[BLOCO DE TEXTO]
É sabido que o mercado ilegal termina por incrementar e financiar diversas outras atividades criminais. Sua existência dá uma falsa impressão de pujança econômica, porque faz com que ocorra circulação de capitais. Na realidade, entretanto, o que o mercado ilegal faz é negar ao país as receitas necessárias em impostos e demais pagamentos, que financiam os serviços e investimentos estatais, que deveriam reverter em benefícios para a sociedade. Quanto mais não fosse, o mercado ilegal incentiva a decadência moral, pelo incremento do crime, da venda e do consumo de drogas ilegais e da sensação de desorganização da sociedade e permissividade do Poder Público. No limite, acabam sendo expulsos da economia os empresários legítimos, que não conseguem competir com os preços artificialmente baixos, oferecidos pelos agentes econômicos do mercado ilegal.

[SEÇÃO DE DADOS]
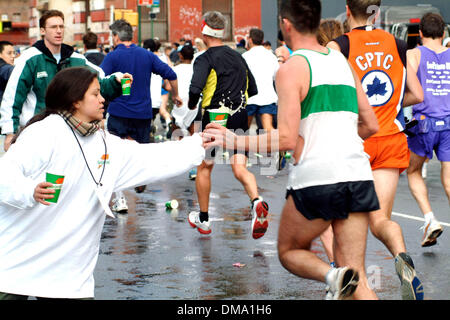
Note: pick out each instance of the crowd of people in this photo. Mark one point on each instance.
(332, 94)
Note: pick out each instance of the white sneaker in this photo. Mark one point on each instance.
(202, 227)
(342, 283)
(260, 210)
(410, 285)
(432, 230)
(120, 205)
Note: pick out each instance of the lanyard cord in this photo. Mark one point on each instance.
(104, 160)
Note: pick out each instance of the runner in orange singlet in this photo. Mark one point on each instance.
(380, 62)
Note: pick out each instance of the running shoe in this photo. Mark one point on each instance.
(411, 286)
(202, 227)
(140, 189)
(260, 210)
(432, 230)
(120, 205)
(193, 174)
(341, 283)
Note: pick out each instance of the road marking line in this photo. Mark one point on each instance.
(416, 218)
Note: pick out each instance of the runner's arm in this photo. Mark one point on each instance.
(414, 91)
(367, 120)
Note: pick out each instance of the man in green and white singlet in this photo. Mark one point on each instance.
(323, 116)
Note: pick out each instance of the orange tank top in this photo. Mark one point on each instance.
(374, 56)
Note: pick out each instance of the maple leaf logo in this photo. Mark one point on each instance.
(377, 87)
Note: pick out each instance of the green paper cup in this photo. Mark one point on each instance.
(57, 181)
(218, 117)
(126, 86)
(172, 204)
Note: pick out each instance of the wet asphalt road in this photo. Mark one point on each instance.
(151, 253)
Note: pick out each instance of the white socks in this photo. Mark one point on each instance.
(428, 217)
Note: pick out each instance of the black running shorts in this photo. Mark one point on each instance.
(335, 201)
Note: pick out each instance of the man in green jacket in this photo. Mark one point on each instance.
(25, 93)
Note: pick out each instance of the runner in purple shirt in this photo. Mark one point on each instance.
(432, 134)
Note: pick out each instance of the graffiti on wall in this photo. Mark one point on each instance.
(190, 16)
(242, 32)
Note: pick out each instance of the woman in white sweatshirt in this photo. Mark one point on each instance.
(50, 249)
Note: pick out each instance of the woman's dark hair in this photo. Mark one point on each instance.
(303, 14)
(67, 87)
(432, 25)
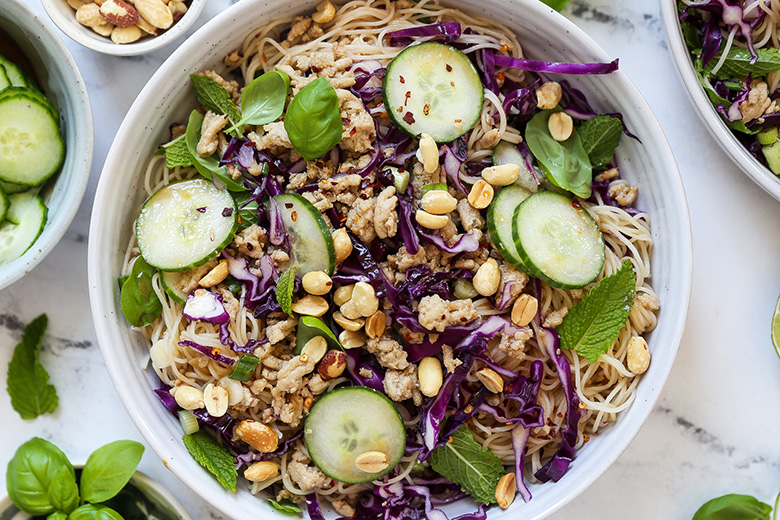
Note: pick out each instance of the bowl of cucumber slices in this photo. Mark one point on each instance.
(46, 139)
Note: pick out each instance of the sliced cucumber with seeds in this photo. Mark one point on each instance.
(500, 218)
(558, 241)
(311, 243)
(348, 422)
(184, 224)
(433, 89)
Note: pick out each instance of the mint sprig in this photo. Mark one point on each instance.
(27, 381)
(592, 325)
(464, 462)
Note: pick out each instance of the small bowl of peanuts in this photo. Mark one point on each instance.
(123, 27)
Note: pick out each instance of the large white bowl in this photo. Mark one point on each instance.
(759, 173)
(59, 77)
(168, 97)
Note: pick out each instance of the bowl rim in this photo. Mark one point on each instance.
(712, 120)
(103, 301)
(56, 227)
(84, 36)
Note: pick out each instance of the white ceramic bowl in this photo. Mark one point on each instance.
(167, 97)
(752, 167)
(65, 18)
(59, 77)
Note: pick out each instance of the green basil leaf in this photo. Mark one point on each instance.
(733, 507)
(313, 123)
(31, 472)
(208, 167)
(63, 492)
(139, 302)
(109, 469)
(566, 163)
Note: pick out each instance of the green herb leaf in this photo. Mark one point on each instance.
(284, 290)
(209, 454)
(27, 381)
(63, 492)
(285, 506)
(313, 122)
(566, 163)
(31, 472)
(465, 463)
(109, 469)
(208, 167)
(593, 325)
(600, 137)
(139, 302)
(215, 97)
(177, 154)
(733, 507)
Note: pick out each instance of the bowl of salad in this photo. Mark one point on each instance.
(729, 64)
(389, 259)
(46, 139)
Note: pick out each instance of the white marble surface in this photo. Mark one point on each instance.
(714, 429)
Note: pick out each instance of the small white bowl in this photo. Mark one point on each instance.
(167, 97)
(58, 75)
(752, 167)
(65, 18)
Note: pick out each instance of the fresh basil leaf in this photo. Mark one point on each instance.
(285, 506)
(109, 469)
(600, 137)
(208, 167)
(139, 302)
(216, 459)
(27, 381)
(313, 123)
(463, 461)
(566, 163)
(591, 326)
(733, 507)
(284, 289)
(31, 472)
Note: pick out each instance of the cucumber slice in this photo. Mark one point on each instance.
(24, 223)
(507, 153)
(184, 224)
(433, 89)
(499, 221)
(310, 240)
(558, 241)
(31, 147)
(170, 282)
(348, 422)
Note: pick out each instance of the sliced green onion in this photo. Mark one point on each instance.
(188, 421)
(767, 136)
(244, 368)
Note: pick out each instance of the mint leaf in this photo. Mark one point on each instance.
(284, 290)
(285, 506)
(593, 325)
(27, 381)
(209, 454)
(177, 154)
(600, 137)
(465, 463)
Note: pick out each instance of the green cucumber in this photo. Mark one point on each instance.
(24, 223)
(31, 146)
(311, 244)
(558, 241)
(433, 89)
(185, 224)
(499, 220)
(348, 422)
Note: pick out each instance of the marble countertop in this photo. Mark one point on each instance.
(710, 433)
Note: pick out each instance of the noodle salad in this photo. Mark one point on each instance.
(389, 263)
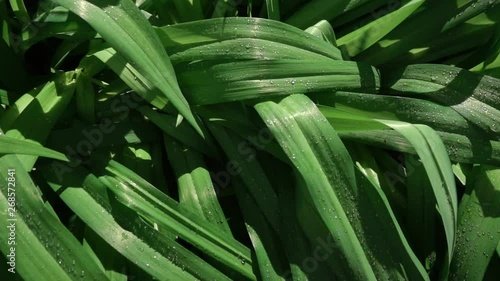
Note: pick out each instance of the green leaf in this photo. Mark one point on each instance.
(479, 226)
(124, 27)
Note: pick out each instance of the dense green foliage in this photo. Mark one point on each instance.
(250, 140)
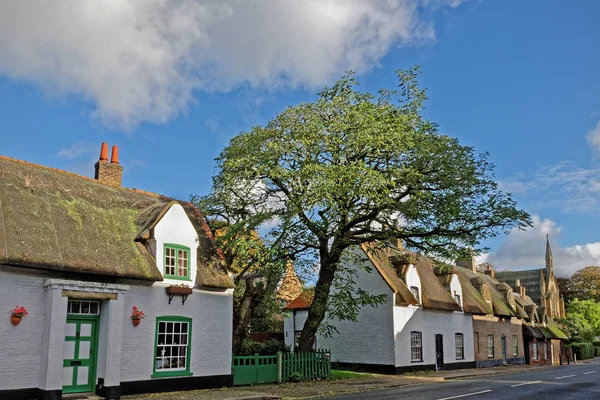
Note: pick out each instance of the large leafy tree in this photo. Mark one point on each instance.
(353, 167)
(584, 284)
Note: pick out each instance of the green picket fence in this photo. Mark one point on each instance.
(312, 365)
(251, 370)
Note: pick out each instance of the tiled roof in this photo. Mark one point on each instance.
(56, 220)
(303, 301)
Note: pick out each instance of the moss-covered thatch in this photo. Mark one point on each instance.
(433, 292)
(435, 295)
(56, 220)
(473, 300)
(380, 258)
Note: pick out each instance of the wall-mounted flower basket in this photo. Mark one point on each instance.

[QUESTÕES A RESOLVER]
a. Responda, com base no texto sobre o mercado ilegal:
(i) Por que a existência desse mercado dá uma falsa impressão de pujança econômica?
(ii) O que esse mercado nega ao país?
(iii) Por que os empresários legítimos acabam sendo expulsos da economia?
b. Prolongue o texto sobre o mercado ilegal a partir do ponto em que ele termina.
Os registros não têm qualquer relevância para o que aqui se solicita.

[RESPOSTAS REDIGIDAS]
a.
(i) Porque faz com que ocorra circulação de capitais.
(ii) As receitas necessárias em impostos e demais pagamentos, que financiam os serviços e investimentos estatais.
(iii) Porque não conseguem competir com os preços artificialmente baixos oferecidos pelos agentes econômicos do mercado ilegal.

b.
Em atividades reguladas da economia, a fronteira entre o agente legal e o ilegal se torna mais nítida do que em outros setores. De uma forma geral e resumida, em se tratando de setor regulado, todo agente econômico que desenvolve atividade em desacordo com as prescrições estatuídas pelos respectivos órgãos de controle regulatório, se revela como um agente ilegal. A indústria de petróleo e gás natural é um dos pilares do sistema energético brasileiro, trata-se de um setor com enorme capacidade de geração de empregos, receitas de exportação, vendas internas e arrecadação tributária nas esferas municipal, estadual e federal4. Desde 1938, as atividades da indústria do petróleo e combustíveis no Brasil são disciplinadas pelo Estado. A partir do momento em que se passa a regular determinado mercado, nasce o mercado ilegal.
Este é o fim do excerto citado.